WRITTEN PROBLEM: How many lines of the listing below contain the word "woman"? Treat uppercase and lowercase as different, and reply with the number alone.

STORED ROWS:
▬▬▬▬▬▬▬▬▬▬

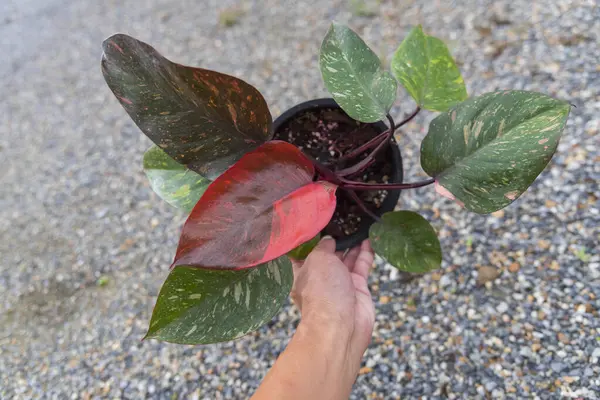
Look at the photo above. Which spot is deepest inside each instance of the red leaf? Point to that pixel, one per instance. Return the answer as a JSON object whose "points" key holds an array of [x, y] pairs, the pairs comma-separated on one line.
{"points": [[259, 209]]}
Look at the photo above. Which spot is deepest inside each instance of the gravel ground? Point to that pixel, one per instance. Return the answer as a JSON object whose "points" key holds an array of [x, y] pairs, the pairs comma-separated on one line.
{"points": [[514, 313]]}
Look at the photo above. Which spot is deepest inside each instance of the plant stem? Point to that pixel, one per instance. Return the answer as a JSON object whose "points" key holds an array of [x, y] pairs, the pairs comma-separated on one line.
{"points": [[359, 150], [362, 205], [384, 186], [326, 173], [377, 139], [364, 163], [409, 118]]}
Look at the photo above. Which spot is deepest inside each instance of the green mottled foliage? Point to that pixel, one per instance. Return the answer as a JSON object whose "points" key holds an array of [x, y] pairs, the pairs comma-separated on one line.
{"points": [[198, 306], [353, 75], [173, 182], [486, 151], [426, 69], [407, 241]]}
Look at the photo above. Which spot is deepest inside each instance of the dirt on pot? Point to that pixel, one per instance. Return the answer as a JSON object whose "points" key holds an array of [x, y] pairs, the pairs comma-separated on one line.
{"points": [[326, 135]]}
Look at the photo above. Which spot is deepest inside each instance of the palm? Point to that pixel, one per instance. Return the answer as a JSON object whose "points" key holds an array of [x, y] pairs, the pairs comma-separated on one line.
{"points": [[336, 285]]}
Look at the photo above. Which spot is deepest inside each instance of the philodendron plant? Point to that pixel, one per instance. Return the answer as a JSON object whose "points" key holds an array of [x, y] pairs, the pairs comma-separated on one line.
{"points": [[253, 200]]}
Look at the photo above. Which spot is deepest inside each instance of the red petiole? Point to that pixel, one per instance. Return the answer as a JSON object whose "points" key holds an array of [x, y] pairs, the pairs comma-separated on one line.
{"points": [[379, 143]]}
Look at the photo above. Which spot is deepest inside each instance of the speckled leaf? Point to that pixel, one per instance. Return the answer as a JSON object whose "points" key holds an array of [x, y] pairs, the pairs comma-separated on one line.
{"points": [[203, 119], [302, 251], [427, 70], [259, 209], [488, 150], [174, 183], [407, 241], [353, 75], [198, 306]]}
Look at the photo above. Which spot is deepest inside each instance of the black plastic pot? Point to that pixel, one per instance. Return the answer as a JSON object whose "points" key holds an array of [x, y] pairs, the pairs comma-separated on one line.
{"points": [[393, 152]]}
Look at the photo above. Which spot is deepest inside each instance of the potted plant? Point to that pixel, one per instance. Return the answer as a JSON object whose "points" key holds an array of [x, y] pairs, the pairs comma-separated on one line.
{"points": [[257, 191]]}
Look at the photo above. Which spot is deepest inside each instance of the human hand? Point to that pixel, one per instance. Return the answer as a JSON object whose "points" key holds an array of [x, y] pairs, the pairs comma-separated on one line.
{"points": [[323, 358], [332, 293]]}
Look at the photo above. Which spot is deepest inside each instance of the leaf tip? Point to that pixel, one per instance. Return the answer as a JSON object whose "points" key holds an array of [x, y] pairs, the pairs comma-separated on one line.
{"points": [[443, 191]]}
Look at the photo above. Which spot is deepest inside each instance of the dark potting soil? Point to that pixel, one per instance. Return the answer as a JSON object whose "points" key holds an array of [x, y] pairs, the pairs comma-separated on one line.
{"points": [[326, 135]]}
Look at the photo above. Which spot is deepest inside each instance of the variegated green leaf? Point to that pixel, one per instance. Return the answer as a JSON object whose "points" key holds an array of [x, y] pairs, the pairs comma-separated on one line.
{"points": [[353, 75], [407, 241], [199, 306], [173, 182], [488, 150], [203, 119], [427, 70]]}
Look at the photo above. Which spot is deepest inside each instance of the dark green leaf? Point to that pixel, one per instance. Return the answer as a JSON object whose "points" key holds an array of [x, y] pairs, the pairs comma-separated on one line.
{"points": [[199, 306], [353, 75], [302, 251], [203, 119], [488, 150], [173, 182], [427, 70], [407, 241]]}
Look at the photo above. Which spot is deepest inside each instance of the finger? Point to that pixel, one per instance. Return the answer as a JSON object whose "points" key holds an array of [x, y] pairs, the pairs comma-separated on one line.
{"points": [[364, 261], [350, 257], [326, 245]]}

▬▬▬▬▬▬▬▬▬▬

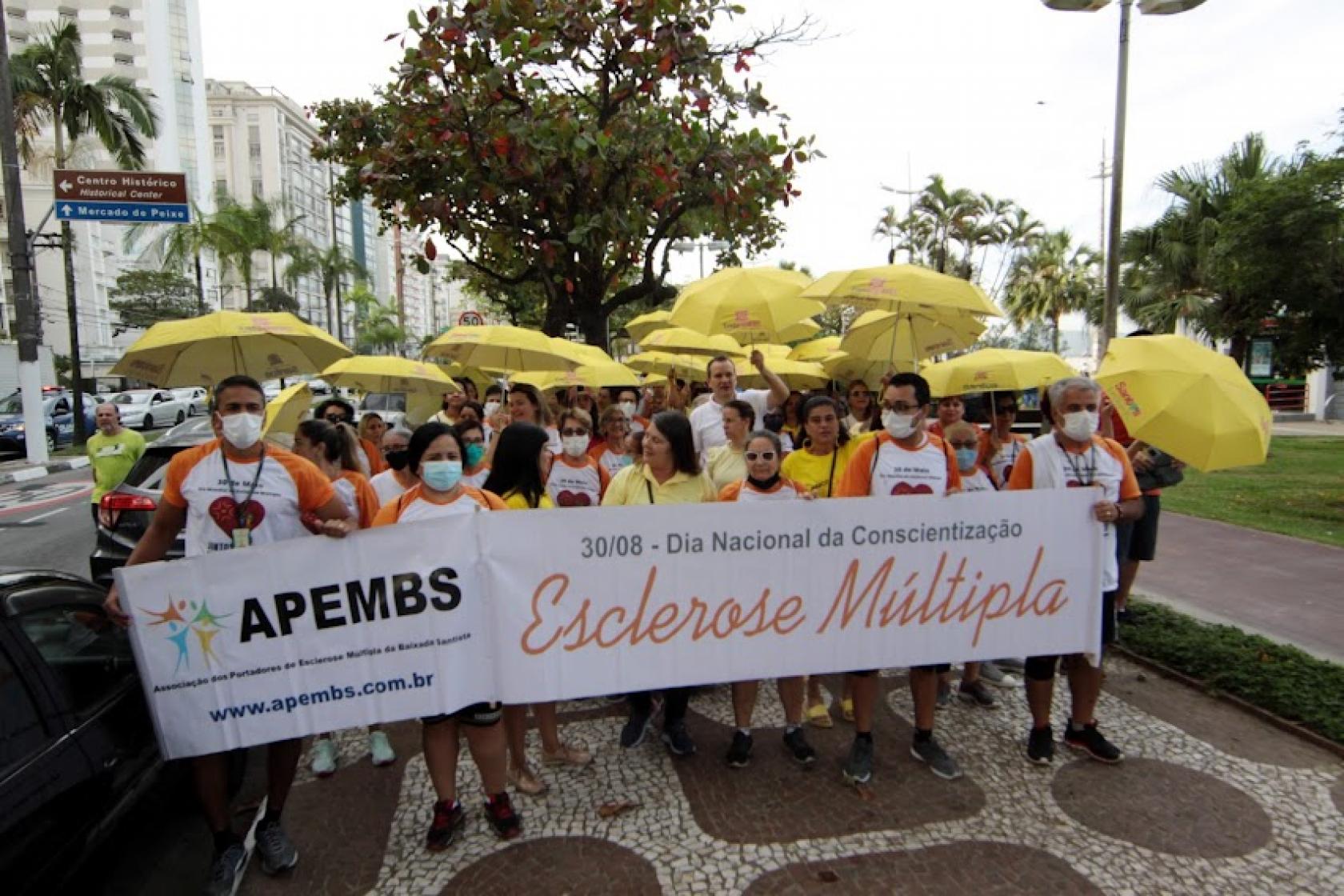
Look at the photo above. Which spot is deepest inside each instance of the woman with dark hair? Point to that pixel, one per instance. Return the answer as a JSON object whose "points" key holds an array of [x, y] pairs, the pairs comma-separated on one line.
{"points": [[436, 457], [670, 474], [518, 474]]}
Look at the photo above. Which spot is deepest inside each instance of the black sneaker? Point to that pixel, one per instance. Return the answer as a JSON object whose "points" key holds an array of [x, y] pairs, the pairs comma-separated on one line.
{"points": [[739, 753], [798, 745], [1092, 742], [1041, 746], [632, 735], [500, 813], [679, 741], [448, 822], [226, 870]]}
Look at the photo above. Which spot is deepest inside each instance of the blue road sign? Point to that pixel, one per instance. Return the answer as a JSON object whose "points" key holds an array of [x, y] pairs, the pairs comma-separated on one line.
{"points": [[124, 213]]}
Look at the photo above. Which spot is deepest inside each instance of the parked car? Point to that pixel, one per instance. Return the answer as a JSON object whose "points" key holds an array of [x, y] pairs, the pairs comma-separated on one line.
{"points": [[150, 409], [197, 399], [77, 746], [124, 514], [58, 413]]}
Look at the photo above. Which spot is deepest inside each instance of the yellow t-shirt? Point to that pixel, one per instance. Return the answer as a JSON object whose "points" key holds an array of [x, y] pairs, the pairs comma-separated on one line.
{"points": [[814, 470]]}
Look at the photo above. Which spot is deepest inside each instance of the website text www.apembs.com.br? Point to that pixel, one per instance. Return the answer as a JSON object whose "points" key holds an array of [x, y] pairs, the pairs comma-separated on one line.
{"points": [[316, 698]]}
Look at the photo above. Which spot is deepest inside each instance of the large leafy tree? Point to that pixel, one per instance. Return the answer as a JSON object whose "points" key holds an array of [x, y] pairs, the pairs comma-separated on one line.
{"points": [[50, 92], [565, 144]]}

▬▬▬▬▬▬▬▬▬▬

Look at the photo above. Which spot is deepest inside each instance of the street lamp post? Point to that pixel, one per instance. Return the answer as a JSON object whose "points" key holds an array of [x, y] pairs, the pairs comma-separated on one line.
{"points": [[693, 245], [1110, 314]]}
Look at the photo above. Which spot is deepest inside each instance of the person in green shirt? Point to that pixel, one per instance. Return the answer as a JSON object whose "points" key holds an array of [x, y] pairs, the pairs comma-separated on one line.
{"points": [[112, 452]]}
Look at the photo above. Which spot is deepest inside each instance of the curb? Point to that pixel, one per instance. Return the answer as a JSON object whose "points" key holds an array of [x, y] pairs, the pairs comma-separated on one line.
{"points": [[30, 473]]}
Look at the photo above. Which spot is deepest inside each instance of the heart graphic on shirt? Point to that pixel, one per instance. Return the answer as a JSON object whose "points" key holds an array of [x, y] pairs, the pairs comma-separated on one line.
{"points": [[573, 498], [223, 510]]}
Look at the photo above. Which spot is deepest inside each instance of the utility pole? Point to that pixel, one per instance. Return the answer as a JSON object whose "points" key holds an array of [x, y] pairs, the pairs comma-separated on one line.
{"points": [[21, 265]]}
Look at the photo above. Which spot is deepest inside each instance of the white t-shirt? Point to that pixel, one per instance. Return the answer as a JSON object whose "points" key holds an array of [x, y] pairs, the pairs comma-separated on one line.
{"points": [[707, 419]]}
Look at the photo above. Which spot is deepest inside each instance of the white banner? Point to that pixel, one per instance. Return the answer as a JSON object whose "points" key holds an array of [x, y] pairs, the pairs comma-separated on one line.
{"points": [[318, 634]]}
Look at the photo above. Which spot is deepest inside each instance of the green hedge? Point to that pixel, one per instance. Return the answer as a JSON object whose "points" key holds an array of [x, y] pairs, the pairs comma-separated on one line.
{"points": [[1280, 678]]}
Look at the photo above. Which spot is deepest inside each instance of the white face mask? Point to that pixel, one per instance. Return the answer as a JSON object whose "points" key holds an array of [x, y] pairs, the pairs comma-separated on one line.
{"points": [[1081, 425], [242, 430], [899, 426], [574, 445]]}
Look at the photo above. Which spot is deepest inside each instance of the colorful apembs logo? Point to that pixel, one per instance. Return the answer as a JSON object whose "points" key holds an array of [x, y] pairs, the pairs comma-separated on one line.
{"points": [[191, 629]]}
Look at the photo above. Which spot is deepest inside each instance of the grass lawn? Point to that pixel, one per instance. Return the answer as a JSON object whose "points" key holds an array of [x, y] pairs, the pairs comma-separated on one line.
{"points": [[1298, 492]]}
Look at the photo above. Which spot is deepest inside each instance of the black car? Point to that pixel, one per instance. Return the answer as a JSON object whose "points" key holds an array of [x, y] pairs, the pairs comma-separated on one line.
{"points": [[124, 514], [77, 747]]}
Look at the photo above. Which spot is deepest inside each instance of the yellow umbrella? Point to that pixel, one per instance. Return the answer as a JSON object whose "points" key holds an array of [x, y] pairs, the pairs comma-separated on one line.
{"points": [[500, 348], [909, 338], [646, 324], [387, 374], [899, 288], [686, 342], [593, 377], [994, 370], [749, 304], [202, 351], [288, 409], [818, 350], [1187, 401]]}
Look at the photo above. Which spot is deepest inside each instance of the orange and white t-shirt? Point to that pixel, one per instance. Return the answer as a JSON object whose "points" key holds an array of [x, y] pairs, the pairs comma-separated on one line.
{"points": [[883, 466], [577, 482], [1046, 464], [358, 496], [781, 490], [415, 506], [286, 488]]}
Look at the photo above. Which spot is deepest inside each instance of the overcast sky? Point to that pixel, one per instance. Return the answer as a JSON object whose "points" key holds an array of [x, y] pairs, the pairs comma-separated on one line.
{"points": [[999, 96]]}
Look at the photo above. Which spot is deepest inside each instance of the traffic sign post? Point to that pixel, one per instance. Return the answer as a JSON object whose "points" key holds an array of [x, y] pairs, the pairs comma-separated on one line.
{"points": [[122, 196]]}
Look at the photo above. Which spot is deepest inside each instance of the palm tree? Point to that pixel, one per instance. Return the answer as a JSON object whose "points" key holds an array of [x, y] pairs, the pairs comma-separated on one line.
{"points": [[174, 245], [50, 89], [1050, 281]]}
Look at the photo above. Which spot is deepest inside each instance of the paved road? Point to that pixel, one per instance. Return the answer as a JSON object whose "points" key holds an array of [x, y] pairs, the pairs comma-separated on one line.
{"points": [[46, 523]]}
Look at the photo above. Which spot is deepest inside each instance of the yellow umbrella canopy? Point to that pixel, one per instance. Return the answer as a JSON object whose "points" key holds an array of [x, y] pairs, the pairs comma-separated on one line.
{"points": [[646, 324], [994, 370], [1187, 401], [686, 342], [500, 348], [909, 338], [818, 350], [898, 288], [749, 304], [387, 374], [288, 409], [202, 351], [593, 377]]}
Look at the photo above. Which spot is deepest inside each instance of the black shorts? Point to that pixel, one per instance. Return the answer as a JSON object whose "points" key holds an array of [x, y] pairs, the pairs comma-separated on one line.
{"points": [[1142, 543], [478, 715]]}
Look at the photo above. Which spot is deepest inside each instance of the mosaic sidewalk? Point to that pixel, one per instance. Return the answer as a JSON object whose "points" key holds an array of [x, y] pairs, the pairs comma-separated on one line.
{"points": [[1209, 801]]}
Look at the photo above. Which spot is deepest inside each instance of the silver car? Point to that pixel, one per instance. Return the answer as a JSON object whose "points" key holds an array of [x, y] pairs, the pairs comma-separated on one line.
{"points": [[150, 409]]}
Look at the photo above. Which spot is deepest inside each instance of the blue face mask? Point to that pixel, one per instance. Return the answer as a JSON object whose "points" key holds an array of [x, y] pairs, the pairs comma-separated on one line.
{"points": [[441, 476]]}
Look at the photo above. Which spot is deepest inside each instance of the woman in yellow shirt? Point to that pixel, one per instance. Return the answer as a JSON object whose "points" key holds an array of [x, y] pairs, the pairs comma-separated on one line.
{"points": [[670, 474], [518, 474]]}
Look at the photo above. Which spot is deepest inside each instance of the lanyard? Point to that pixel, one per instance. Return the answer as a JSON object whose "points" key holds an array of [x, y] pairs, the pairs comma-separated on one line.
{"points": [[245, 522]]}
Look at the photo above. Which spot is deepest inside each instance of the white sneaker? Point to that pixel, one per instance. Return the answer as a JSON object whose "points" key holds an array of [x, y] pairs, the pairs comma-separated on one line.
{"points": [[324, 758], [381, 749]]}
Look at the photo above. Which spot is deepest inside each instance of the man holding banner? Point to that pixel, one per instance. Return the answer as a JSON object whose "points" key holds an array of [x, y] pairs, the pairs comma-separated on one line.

▬▬▬▬▬▬▬▬▬▬

EXPECTED ANSWER: 2